**Exercise requirements**
1/ In the article on police recruitment, how many police officers were there in England and Wales in March 1997?
2/ List every number of police officers or constables that the police recruitment article gives.
3/ Carry the article on police recruitment forward from its final sentence.

**Extract**
═══

An extra 4,000 police constables are to be recruited to try to reverse the dwindling number of beat officers. The national strength has fallen by nearly 1,700 in the past year.
Funds for the new constables come on top of a pledge for an additional 5,000 officers during the next three years as Labour attempts to restore its battered law and order record. The Home Office wants forces in England and Wales to employ an extra 3,000 officers each year up until 2003.
Details of the recruitment drive came as the Home Secretary disclosed that police numbers are declining faster than had previously been predicted and are now at their lowest level for more than a decade.
Even with the new recruits it looks increasingly likely that there will be fewer, or a similar number, of officers at the next general election than when Labour came to power in 1997.
Police chiefs, while welcoming the new money, expressed doubts privately over whether they will be able to attract enough quality recruits.
Mr Straw revealed that in March there were 124,418 officers in England and Wales, compared with 127,158 in March 1997. Disclosing details of the Home Office's allocation of the Comprehensive Spending Review, Mr Straw said that £667m of the £1.3bn new money provided by the Treasury for the police would be spent on recruitment. The move is part of a fight back by the Government after criticism by opposition parties that it is soft on law and order. The latest crime figures show a sharp rise in the number of reported offences, with a record increase in violent crime.

═══

**Record extracts**
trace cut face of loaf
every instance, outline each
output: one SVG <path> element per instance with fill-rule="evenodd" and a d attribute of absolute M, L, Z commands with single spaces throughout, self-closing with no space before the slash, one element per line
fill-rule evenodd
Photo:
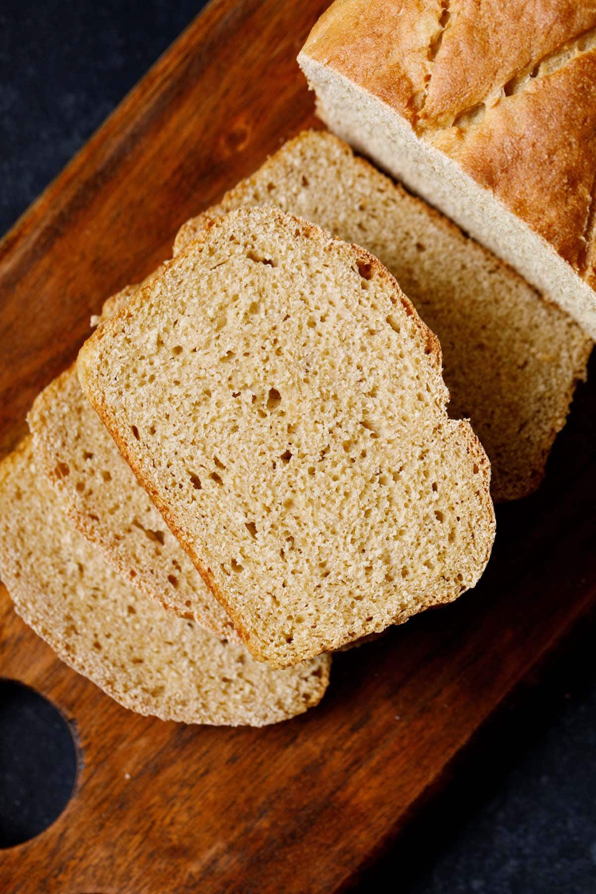
<path fill-rule="evenodd" d="M 286 143 L 220 205 L 180 229 L 174 254 L 214 216 L 275 205 L 364 246 L 439 338 L 451 416 L 469 417 L 496 501 L 540 484 L 591 340 L 558 307 L 330 133 Z"/>
<path fill-rule="evenodd" d="M 124 707 L 185 723 L 263 726 L 316 704 L 330 662 L 272 670 L 168 614 L 71 528 L 30 439 L 0 465 L 0 567 L 14 607 L 60 658 Z"/>
<path fill-rule="evenodd" d="M 114 296 L 126 303 L 131 288 Z M 74 367 L 38 396 L 28 416 L 36 463 L 75 527 L 146 596 L 214 636 L 237 639 L 231 619 L 164 523 L 82 393 Z"/>
<path fill-rule="evenodd" d="M 364 249 L 273 209 L 216 221 L 79 355 L 83 390 L 258 659 L 456 598 L 494 537 L 441 350 Z"/>
<path fill-rule="evenodd" d="M 596 7 L 336 0 L 298 55 L 325 123 L 596 336 Z"/>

═══

**Answer section**
1/ 127,158

2/ 4,000; nearly 1,700; 5,000; 3,000; 124,418; 127,158

3/
Mr Straw said the extra funding will help increase the proportion of offenders brought to justice, allow the police to take more DNA samples, boost the number of scenes-of-crime officers and information technology systems.
The Home Secretary announced a £300m-a-year investment in programmes to tackle vehicle crime, domestic burglary, robbery and violent crime more generally, as well as drug offences. The new settlement will also provide funding for a national confiscation agency to deprive organised criminals of their assets.
Mr Straw acknowledged that the cost of pensions - now estimated to take 14.5 per cent of total budgets compared with 7.2 per cent 10 years ago - had created pressures on police finances. But he stressed: "The major investment I have outlined today will ensure that the police are better funded and better equipped than they have ever been before."
It was also announced that a new building programme for the Prison Service will provide 2,660 additional places.